## [Input for this task]
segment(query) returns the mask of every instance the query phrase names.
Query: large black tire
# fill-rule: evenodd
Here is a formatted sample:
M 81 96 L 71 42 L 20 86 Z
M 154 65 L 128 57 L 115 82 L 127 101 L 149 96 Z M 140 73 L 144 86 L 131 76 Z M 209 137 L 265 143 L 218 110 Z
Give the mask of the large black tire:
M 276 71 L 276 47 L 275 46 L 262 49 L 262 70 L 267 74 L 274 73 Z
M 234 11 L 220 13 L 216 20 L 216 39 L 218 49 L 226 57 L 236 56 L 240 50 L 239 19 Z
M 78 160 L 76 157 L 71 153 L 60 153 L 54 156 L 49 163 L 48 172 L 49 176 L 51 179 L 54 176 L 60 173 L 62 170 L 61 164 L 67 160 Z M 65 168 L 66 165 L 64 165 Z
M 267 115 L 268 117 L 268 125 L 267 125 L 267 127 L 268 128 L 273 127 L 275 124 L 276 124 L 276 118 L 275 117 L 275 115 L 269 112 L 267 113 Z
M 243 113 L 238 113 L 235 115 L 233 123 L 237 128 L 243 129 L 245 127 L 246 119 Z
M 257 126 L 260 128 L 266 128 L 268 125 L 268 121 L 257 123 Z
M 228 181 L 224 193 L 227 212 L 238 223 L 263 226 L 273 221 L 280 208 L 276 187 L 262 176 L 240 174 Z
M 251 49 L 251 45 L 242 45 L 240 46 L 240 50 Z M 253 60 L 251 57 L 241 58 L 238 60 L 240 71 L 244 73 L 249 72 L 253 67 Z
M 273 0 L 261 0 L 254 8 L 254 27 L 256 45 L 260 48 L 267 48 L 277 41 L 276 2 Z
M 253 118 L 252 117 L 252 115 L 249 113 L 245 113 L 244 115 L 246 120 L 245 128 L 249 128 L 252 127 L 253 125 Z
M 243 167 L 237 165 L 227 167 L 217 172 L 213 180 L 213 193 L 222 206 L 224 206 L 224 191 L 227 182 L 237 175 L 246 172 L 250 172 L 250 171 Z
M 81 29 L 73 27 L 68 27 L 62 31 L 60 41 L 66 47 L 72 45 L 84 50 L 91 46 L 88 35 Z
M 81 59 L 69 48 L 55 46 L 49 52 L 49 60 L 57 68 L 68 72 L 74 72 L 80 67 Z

## [Prompt]
Set out all of the rows above as a numbered list, omitting any blank lines.

## [Answer for the task]
1. segment(query) returns the mask of every instance the query phrase names.
2. Query: large black tire
3. # fill-rule: evenodd
4. Here is a formatted sample:
5. M 81 96 L 71 42 L 20 86 Z
6. M 154 65 L 128 57 L 115 82 L 127 101 L 149 96 Z M 140 73 L 144 86 L 131 76 Z M 209 137 L 265 143 L 218 110 Z
7. Give the mask of the large black tire:
8. M 276 71 L 276 47 L 275 46 L 262 49 L 262 70 L 267 74 L 274 73 Z
9. M 234 11 L 220 13 L 216 20 L 216 39 L 218 49 L 226 57 L 236 56 L 240 50 L 239 19 Z
10. M 78 160 L 76 157 L 71 153 L 60 153 L 54 156 L 49 163 L 48 172 L 49 176 L 51 179 L 54 176 L 60 173 L 62 170 L 61 164 L 67 160 Z M 65 168 L 66 165 L 64 165 Z
11. M 267 115 L 268 117 L 268 125 L 267 125 L 267 127 L 268 128 L 273 127 L 275 124 L 276 124 L 276 118 L 275 117 L 275 115 L 269 112 L 267 113 Z
12. M 243 113 L 238 113 L 235 115 L 233 123 L 237 128 L 243 129 L 245 127 L 246 119 Z
13. M 257 126 L 260 128 L 266 128 L 268 125 L 268 121 L 257 123 Z
14. M 228 181 L 224 193 L 227 212 L 238 223 L 263 226 L 273 221 L 280 208 L 276 187 L 262 176 L 240 174 Z
15. M 251 49 L 251 45 L 242 45 L 240 46 L 240 50 Z M 253 60 L 251 57 L 241 58 L 238 60 L 240 71 L 244 73 L 249 72 L 253 67 Z
16. M 273 0 L 261 0 L 254 8 L 254 27 L 256 45 L 260 48 L 267 48 L 277 41 L 276 2 Z
17. M 253 118 L 252 117 L 252 115 L 249 113 L 245 113 L 244 115 L 246 120 L 245 128 L 249 128 L 252 127 L 253 125 Z
18. M 243 167 L 237 165 L 227 167 L 217 172 L 213 180 L 213 193 L 222 206 L 224 206 L 224 191 L 227 182 L 237 175 L 246 172 L 250 172 L 250 171 Z
19. M 81 29 L 73 27 L 68 27 L 62 31 L 60 41 L 66 47 L 72 45 L 84 50 L 91 46 L 88 35 Z
20. M 81 59 L 69 48 L 55 46 L 49 52 L 49 60 L 57 68 L 68 72 L 74 72 L 80 67 Z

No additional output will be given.